- Directions for this task: How many lines of the listing below contain the word "shirt"? Reply with the number alone.
# # # # # # #
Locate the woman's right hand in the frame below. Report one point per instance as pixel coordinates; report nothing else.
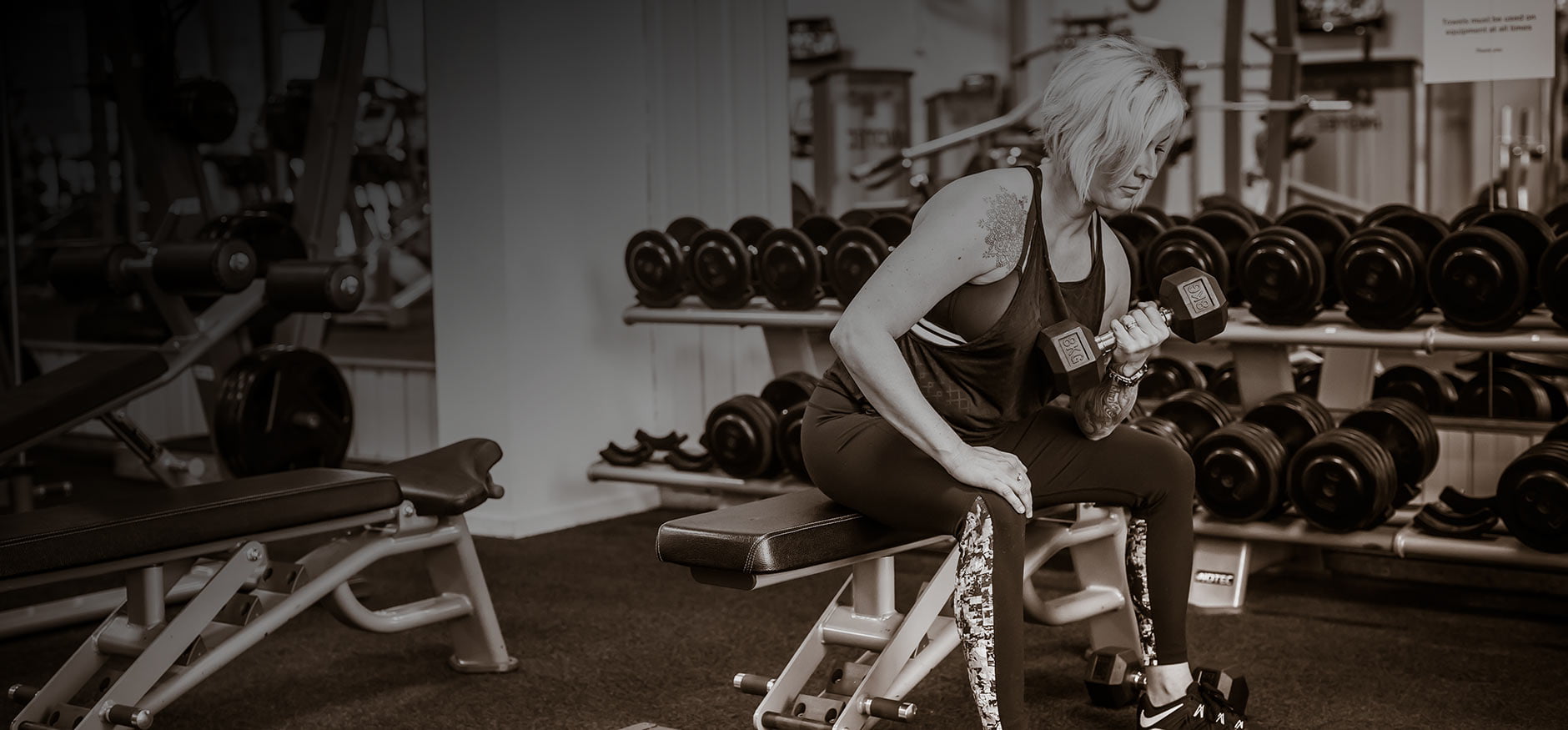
(993, 470)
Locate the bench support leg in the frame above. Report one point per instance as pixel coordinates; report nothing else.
(153, 663)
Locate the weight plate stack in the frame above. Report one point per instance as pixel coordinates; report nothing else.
(1551, 279)
(1532, 496)
(1424, 386)
(721, 269)
(791, 263)
(1168, 375)
(1281, 277)
(741, 437)
(1194, 411)
(1222, 384)
(1163, 429)
(1241, 466)
(1231, 231)
(1324, 229)
(1505, 393)
(283, 409)
(656, 263)
(1343, 481)
(855, 253)
(1184, 247)
(1407, 435)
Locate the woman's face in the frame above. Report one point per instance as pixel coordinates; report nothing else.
(1122, 194)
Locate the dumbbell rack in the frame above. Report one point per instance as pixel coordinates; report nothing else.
(1225, 553)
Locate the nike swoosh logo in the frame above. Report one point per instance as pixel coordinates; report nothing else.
(1147, 721)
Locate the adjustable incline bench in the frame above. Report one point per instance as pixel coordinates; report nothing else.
(146, 655)
(800, 534)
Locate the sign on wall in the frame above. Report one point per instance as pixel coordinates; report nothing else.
(1489, 39)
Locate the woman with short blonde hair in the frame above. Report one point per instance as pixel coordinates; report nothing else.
(935, 418)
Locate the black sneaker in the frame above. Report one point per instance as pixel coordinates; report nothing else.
(1203, 708)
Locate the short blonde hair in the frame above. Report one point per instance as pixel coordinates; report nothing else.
(1103, 107)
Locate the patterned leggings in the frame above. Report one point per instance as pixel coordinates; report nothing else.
(864, 464)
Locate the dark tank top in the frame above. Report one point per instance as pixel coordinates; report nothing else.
(998, 377)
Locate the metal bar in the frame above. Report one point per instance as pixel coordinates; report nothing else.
(13, 300)
(1234, 32)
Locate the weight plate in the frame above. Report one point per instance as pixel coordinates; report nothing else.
(654, 264)
(1168, 375)
(1228, 228)
(1557, 219)
(1294, 420)
(1551, 279)
(853, 254)
(1163, 429)
(1138, 226)
(1239, 473)
(1382, 279)
(1532, 496)
(283, 409)
(1424, 386)
(1477, 277)
(1507, 393)
(892, 228)
(1184, 247)
(1405, 434)
(684, 229)
(1377, 214)
(739, 435)
(720, 269)
(1194, 411)
(789, 390)
(1222, 384)
(1341, 481)
(1281, 277)
(1529, 233)
(789, 269)
(1324, 229)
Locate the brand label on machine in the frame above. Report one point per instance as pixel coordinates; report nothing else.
(1214, 578)
(1489, 39)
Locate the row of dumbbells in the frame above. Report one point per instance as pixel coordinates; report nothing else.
(746, 437)
(794, 267)
(1498, 393)
(1484, 269)
(1288, 451)
(1530, 500)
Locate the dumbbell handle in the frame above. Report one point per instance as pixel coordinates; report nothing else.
(1104, 341)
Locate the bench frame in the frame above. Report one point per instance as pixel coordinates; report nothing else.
(902, 649)
(140, 660)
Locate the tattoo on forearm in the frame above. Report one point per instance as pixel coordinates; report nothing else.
(1104, 407)
(1004, 226)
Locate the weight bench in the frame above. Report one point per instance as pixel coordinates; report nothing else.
(146, 655)
(803, 532)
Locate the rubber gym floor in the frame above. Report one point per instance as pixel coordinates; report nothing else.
(607, 637)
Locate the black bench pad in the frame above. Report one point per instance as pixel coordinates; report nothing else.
(73, 393)
(776, 534)
(140, 521)
(450, 479)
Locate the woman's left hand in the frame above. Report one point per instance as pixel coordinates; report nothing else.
(1137, 335)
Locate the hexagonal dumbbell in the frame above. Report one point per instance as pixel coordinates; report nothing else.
(1190, 302)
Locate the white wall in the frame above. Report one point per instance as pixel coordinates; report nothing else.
(555, 133)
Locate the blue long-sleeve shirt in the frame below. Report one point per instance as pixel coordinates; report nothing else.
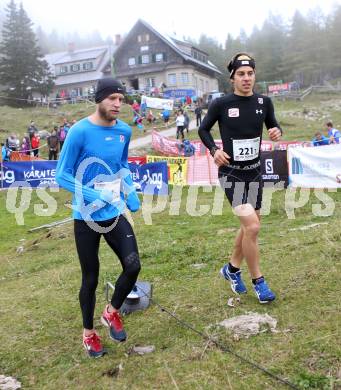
(95, 154)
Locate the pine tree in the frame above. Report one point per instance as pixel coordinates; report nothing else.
(22, 69)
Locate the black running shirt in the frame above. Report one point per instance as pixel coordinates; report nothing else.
(240, 120)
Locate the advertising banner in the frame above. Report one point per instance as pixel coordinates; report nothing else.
(318, 167)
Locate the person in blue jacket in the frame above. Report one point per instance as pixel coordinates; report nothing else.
(93, 166)
(320, 139)
(333, 134)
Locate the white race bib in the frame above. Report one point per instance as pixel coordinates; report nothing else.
(114, 186)
(246, 149)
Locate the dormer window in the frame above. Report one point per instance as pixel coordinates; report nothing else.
(75, 68)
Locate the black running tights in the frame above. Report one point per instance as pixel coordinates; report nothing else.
(122, 241)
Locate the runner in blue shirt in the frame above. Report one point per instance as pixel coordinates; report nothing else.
(93, 166)
(333, 134)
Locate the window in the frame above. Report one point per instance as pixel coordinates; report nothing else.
(75, 68)
(159, 57)
(87, 65)
(150, 82)
(145, 59)
(172, 78)
(184, 78)
(131, 61)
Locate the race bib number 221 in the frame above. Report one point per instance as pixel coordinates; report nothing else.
(246, 149)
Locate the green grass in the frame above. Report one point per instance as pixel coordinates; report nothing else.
(40, 327)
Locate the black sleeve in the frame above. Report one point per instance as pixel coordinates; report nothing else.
(270, 120)
(206, 125)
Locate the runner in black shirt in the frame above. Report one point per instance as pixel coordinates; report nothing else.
(241, 116)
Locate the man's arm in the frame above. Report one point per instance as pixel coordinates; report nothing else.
(274, 129)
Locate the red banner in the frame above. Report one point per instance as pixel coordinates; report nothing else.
(139, 160)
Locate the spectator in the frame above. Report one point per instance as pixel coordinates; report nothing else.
(333, 134)
(61, 134)
(320, 139)
(35, 142)
(180, 122)
(150, 117)
(52, 142)
(198, 113)
(25, 146)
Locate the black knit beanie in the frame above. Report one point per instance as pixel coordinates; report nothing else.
(240, 59)
(106, 87)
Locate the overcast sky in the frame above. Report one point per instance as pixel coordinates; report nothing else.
(184, 17)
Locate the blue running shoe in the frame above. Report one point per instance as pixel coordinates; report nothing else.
(237, 284)
(263, 292)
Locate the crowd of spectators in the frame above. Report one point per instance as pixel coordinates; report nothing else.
(333, 136)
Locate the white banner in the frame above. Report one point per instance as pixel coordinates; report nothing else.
(315, 167)
(157, 103)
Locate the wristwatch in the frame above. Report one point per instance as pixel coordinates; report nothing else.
(213, 150)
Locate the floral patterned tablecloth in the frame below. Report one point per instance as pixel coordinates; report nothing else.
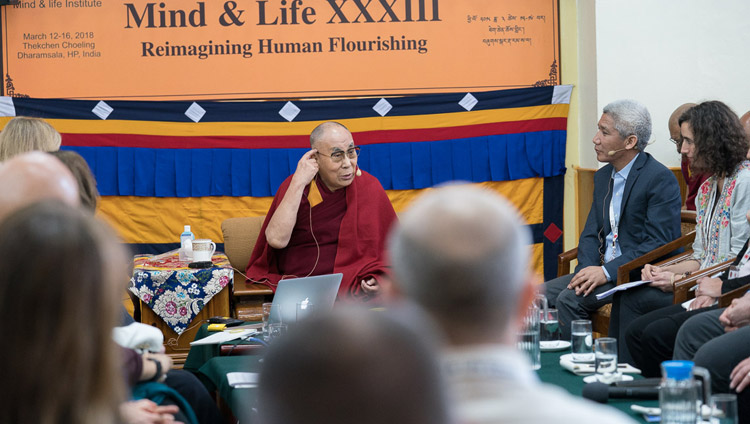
(175, 292)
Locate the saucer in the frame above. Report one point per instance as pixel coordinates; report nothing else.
(569, 357)
(592, 378)
(554, 345)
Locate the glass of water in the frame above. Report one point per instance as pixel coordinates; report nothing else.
(605, 357)
(550, 326)
(528, 337)
(581, 340)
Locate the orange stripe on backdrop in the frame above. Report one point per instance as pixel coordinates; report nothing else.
(153, 220)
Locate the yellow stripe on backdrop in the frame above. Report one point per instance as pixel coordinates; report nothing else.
(187, 129)
(153, 220)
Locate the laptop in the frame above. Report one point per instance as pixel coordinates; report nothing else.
(320, 291)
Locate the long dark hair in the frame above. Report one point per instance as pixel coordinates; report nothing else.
(59, 292)
(720, 141)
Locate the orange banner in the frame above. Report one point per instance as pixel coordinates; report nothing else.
(97, 49)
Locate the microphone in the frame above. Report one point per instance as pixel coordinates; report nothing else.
(600, 392)
(612, 152)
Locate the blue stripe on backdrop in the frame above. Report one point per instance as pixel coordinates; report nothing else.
(554, 188)
(311, 110)
(128, 171)
(537, 231)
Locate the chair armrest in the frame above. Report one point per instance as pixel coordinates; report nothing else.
(682, 287)
(623, 272)
(563, 261)
(727, 298)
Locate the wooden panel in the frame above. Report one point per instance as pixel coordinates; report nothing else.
(178, 346)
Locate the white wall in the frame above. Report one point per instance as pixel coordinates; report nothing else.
(667, 52)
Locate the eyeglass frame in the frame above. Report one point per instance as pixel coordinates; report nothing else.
(346, 153)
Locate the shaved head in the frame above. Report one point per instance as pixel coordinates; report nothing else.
(30, 177)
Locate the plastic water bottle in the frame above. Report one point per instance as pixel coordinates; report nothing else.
(186, 244)
(678, 394)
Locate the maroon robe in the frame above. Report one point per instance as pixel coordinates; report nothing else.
(351, 227)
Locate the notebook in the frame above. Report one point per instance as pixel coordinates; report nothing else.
(320, 291)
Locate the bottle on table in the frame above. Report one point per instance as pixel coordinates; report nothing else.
(186, 245)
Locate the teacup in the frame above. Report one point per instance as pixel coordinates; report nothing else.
(203, 250)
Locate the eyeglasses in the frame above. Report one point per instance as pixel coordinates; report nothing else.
(351, 153)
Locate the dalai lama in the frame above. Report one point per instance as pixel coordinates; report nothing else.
(328, 217)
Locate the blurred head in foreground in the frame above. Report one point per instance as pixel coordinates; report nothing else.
(60, 288)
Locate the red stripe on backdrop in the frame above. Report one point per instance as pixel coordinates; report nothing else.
(302, 141)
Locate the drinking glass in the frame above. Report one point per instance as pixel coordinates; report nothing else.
(550, 326)
(724, 409)
(276, 330)
(528, 337)
(581, 340)
(605, 357)
(266, 318)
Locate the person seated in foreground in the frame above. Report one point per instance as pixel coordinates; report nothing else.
(328, 217)
(33, 177)
(693, 180)
(727, 355)
(636, 208)
(651, 338)
(25, 134)
(61, 265)
(78, 166)
(351, 366)
(715, 141)
(462, 253)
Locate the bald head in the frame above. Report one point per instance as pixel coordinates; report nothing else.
(35, 176)
(321, 131)
(463, 254)
(674, 125)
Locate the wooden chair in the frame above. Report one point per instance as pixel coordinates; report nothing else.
(240, 236)
(682, 288)
(600, 318)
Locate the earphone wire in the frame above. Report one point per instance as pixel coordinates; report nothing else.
(283, 277)
(604, 218)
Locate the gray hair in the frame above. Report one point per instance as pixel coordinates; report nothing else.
(462, 253)
(631, 118)
(321, 130)
(25, 134)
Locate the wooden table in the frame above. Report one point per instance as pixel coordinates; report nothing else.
(170, 293)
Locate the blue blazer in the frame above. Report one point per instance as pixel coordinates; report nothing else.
(649, 218)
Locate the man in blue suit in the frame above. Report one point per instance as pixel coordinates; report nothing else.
(636, 208)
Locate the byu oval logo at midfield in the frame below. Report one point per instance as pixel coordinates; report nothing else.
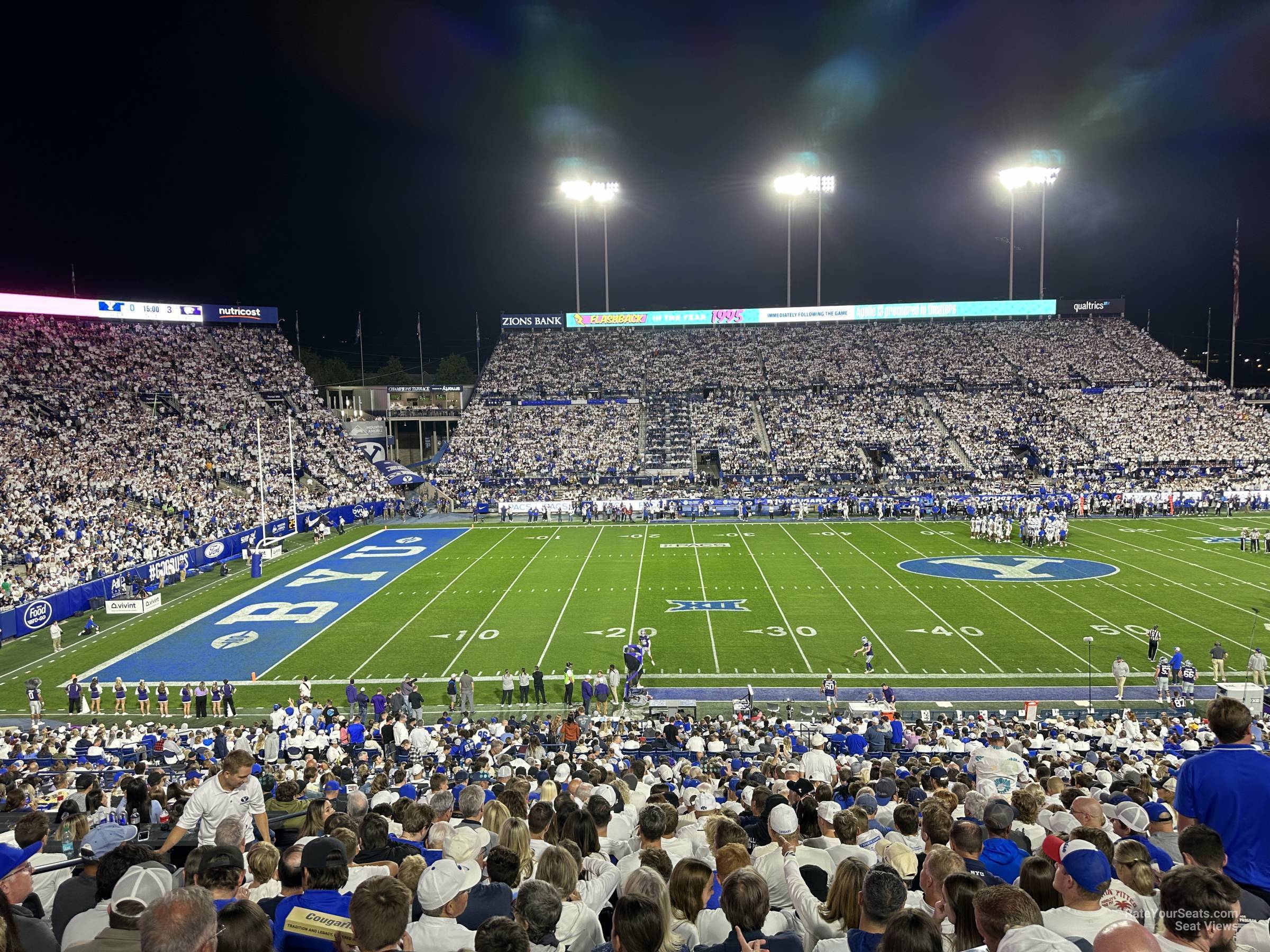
# # # # # # #
- Task result: 4